The templates for pages within ParameciumDB were customized using many of the ideas taken from the GMODWeb sample sites and, in particular, the layout of the sample gene page. The elegance of the Turnkey-based MVC site was most apparent at this level: customization of ParameciumDB was focused on the template view layer while relatively few changes were required to either the model or controller objects. The bulk of the code produced for ParameciumDB was automatically generated and untouched by the customization process. This freed developers to work on the effective presentation of MOD data rather than low level database access or website rendering code. A single developer, working over a period of a few months, brought ParameciumDB to its first release.

The speed with which ParameciumDB was constructed with very limited development resources was a direct result of the many hours spent creating the Turnkey framework and the GMODWeb examples. This effort included the creation of the auto-generation scripts (Turnkey::Generate) that parsed SQL schema files to create object models that accurately represented the underlying data and relationships, templates that used this information to output a mod_perl-based, MVC website (Turnkey::Render), and sample sites using the Chado schema and integrated with other GMOD tools (GMODWeb). In addition, many hours were spent documenting and packaging the Turnkey code and GMODWeb examples to make them easy to install and use as a basis for new development. At least 250 hours of developer time were used to bring the Turnkey to its current, stable release.

For users of the Turnkey framework and GMODWeb, this translates to approximately 1.5 months of full time developer work saved per project using GMODWeb as a starting point for MOD site creation. This estimate has been supported by developers at the ParameciumDB and other locations, including the Clemson University Genomics Institute (CUGI). CUGI is currently using Chado, Turnkey and GMODWeb to speed the development of The Marine Genomics Project (developed in collaboration with the Marine Genomics Group at the Hollings Marine Lab, a NOAA research facility) and the Fagaceae Genomics Web (NSF-PGRP 0605135) [37,38]. The bioinformatics staff at CUGI often juggle several projects at once. Turnkey, the GMODWeb sample sites, and Chado enabled the group to maintain their workload and develop both sites within a three to four month period with only two staff working part time on both projects. The group was able to dedicate primary focus on template design, data collection and new tool development rather than database and web development. As a result, the group now anticipates that it can develop fully functional, manageable GMODWeb and Chado-based websites for its clients and research endeavors in just a few short months, saving money and time (Stephen Ficklin, personal communication). Maintenance of these sites is similarly streamlined since the underlying database can change with a corresponding update to the websites happening in a largely automated fashion while still preserving all customizations.

Community resources

Turnkey and GMODWeb are both available as source code files from the Turnkey project website and as pre-compiled packages for various Linux distributions from the Biopackages repository for bioinformatics software [19,39]. They are distributed under the GNU public license [40]. All dependencies are provided using the Red Hat Package Manager (RPM) and integration with other programs, such as GBrowse, is accomplished using this same package management system [41]. When a MOD installs GMODWeb via RPMs, a pre-configured GBrowse, Blast server, Textpresso, and other applications are installed and configured to work within GMODWeb immediately. Table 1 shows the software dependencies for GMODWeb, all of which are available either from specific Linux distributions or through Biopackages.

Supplied entries:
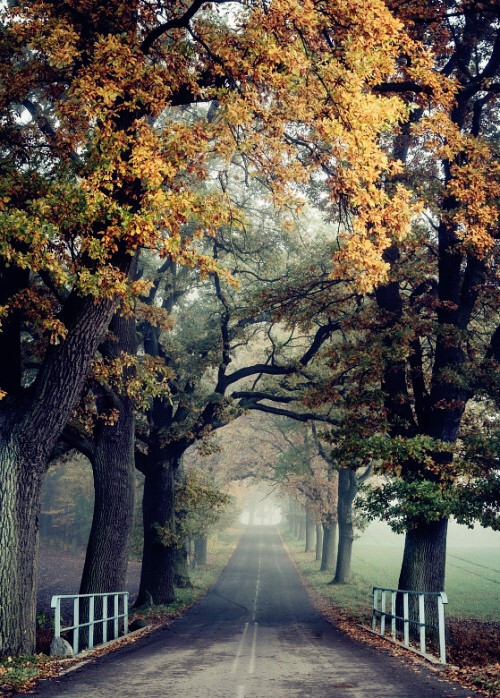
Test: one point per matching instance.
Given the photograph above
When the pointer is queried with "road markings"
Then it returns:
(240, 650)
(257, 583)
(251, 668)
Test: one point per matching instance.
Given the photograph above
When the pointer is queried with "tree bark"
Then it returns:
(319, 541)
(113, 466)
(181, 574)
(159, 552)
(20, 495)
(29, 431)
(348, 488)
(310, 530)
(329, 543)
(424, 557)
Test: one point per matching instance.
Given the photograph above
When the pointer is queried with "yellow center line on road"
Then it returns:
(239, 651)
(251, 668)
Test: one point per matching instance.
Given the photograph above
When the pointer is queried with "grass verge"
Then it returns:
(19, 674)
(473, 642)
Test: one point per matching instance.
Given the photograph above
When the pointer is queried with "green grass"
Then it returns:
(472, 575)
(20, 673)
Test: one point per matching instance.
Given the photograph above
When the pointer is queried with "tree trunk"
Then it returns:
(200, 550)
(344, 553)
(310, 530)
(113, 466)
(423, 568)
(181, 574)
(159, 553)
(20, 495)
(424, 557)
(319, 541)
(107, 554)
(348, 488)
(29, 432)
(329, 543)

What to produce:
Answer these questions from the ParameciumDB passage:
1. How much developer time was needed to bring the Turnkey to its current, stable release?
2. How many staff developed the two CUGI sites, and over what period?
3. Under which license are Turnkey and GMODWeb distributed?

Result for this task:
1. At least 250 hours of developer time.
2. Two staff working part time developed both sites within a three to four month period.
3. The GNU public license.